> _DATA FOR PROCESSING_
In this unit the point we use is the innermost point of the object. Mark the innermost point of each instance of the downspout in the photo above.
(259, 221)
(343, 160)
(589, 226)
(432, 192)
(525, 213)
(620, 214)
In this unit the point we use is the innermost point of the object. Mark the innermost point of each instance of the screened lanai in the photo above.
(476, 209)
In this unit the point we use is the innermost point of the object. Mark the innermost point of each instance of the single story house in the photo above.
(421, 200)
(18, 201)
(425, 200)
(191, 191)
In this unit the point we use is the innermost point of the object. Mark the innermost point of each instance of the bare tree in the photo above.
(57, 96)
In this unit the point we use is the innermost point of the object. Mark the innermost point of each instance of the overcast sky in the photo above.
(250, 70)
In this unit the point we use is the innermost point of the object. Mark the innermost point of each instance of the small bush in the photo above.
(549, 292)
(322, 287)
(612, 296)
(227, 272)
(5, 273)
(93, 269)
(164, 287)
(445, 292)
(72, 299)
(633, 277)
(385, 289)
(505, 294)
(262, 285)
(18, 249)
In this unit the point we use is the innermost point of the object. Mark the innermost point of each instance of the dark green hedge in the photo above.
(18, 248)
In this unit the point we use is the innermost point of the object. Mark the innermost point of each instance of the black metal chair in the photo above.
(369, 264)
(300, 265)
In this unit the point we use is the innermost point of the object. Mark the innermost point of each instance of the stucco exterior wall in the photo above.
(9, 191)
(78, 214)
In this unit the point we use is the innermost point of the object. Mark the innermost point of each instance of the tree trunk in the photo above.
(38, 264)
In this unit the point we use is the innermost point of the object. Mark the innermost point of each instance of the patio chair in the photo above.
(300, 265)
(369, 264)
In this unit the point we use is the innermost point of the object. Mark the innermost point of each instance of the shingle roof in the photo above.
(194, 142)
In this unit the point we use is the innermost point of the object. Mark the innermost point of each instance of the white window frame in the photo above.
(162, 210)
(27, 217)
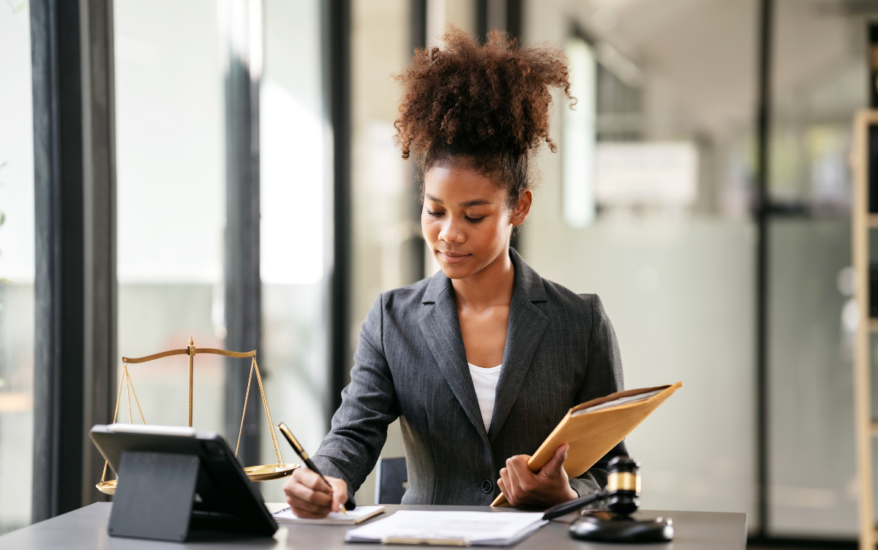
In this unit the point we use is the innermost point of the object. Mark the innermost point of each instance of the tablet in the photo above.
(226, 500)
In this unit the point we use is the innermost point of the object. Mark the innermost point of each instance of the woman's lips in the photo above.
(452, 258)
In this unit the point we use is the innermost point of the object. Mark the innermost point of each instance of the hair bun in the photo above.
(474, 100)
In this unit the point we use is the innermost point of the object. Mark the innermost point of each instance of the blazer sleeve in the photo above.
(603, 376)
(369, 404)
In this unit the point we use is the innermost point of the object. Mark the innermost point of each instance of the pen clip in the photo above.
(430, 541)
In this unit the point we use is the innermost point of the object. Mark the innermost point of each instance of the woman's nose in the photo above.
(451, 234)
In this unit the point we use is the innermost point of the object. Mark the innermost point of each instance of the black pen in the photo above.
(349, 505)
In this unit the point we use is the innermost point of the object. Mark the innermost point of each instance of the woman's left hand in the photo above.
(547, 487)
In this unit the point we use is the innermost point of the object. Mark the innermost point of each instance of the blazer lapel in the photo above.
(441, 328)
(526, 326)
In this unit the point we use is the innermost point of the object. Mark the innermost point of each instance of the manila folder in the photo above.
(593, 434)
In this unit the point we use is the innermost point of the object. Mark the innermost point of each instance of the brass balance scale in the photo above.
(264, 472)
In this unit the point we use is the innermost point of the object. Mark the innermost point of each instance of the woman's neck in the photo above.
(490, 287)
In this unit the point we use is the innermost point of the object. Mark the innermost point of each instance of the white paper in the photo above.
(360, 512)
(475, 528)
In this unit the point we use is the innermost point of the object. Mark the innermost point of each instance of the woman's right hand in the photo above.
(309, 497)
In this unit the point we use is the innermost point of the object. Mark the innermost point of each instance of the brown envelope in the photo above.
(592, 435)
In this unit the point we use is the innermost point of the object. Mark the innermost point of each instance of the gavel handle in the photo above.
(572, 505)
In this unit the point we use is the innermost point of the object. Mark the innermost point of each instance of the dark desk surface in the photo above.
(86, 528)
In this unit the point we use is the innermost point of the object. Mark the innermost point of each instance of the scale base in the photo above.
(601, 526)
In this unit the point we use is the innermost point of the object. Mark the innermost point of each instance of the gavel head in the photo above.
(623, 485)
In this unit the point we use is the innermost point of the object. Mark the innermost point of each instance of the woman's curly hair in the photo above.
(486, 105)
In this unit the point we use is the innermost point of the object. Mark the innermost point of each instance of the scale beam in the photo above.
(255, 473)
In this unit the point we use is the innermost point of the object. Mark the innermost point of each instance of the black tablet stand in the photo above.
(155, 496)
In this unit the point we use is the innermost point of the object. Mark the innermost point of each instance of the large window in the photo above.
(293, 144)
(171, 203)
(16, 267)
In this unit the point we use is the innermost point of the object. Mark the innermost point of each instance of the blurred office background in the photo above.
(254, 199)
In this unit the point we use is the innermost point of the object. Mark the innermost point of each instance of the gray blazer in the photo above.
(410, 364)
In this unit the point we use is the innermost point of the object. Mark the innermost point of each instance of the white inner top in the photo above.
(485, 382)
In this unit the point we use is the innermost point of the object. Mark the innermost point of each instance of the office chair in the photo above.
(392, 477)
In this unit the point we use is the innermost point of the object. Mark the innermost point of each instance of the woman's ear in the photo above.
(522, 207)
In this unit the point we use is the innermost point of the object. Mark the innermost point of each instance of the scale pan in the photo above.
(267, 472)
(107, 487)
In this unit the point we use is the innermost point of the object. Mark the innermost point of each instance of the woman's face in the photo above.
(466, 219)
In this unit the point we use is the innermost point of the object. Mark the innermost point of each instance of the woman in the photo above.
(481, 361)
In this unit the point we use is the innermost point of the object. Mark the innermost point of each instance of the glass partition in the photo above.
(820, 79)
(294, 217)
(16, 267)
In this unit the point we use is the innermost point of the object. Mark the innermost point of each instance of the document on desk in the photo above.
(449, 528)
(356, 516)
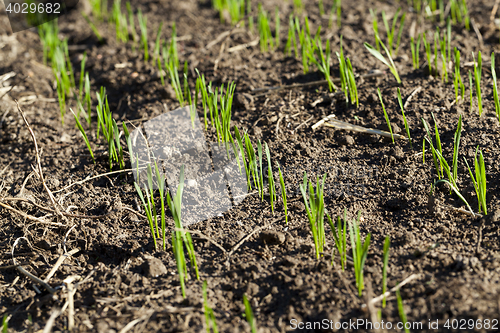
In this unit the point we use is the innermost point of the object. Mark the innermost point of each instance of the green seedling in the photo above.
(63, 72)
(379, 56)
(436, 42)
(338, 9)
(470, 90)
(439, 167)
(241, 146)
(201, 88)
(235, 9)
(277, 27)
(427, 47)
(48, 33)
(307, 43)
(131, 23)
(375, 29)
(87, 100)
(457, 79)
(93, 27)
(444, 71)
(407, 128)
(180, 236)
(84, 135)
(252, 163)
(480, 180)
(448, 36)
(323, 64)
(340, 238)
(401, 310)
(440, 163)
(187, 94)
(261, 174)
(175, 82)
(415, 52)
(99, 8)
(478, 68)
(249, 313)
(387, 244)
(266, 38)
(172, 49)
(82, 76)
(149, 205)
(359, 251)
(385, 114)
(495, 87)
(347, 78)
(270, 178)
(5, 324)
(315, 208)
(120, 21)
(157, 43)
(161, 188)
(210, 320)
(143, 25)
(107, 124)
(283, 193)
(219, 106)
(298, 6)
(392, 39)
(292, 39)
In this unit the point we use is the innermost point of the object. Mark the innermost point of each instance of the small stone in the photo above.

==

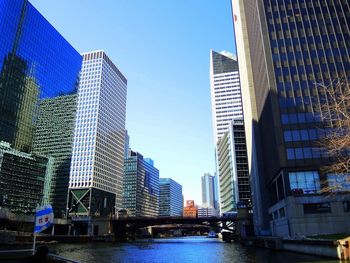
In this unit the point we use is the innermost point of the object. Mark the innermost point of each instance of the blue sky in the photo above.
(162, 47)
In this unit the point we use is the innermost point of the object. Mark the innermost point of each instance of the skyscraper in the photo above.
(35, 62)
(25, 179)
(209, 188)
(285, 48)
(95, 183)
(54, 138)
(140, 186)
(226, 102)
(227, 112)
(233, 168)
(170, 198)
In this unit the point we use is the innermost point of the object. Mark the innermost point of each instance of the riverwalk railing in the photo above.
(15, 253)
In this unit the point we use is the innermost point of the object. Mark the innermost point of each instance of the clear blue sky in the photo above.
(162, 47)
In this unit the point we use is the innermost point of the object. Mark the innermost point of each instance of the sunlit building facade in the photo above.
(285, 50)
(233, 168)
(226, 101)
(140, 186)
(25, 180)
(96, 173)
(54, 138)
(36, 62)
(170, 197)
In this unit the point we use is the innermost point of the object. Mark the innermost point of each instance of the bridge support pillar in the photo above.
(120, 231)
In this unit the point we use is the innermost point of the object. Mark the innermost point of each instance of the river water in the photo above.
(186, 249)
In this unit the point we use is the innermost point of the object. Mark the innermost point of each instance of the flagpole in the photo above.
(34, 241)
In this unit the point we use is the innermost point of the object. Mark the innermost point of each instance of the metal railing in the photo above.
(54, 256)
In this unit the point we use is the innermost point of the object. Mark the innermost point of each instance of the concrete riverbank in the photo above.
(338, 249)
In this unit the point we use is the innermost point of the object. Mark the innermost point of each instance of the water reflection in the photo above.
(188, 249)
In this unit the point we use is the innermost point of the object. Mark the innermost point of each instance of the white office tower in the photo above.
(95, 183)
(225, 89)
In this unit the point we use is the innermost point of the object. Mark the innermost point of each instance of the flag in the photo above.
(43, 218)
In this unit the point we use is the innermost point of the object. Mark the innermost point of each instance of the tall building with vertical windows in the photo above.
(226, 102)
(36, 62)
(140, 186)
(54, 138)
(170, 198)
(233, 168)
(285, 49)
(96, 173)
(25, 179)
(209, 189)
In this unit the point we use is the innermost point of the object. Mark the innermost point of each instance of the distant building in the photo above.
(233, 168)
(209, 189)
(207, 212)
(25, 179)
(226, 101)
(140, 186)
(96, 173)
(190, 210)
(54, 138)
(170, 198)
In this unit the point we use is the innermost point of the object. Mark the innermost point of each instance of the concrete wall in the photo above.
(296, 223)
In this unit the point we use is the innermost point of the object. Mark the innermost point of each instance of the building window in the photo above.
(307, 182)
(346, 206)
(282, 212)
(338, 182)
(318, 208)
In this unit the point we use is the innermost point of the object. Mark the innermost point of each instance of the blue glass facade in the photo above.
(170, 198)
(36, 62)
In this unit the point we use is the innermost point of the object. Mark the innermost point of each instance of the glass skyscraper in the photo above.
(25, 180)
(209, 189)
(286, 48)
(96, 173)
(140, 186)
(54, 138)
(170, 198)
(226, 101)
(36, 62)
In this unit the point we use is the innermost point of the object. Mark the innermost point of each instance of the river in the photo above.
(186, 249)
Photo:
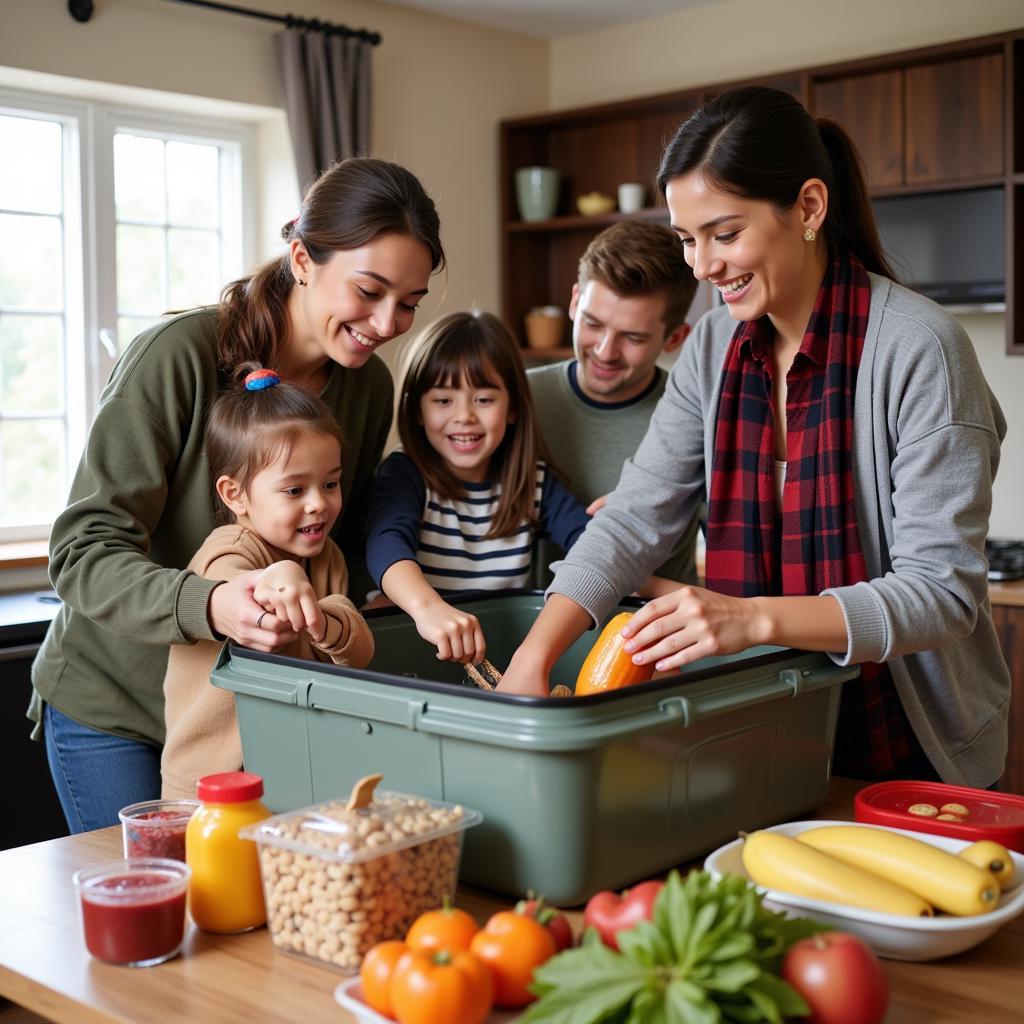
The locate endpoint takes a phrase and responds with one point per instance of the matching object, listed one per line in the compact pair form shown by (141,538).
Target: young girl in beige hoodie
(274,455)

> _WHAT YOU ARE ASKED TO DO_
Copy every line of the rows above that contains the string "green", where case matters.

> _SOLUTION FOR THIS TASK_
In this unit the point we use is the innermost point of the object. Mark the innermost point of each instance of the dark green hedge in the photo above.
In this unit the point we use is the innermost point of the object. Mark the innermost point of each instance of the green seedling in the photo above.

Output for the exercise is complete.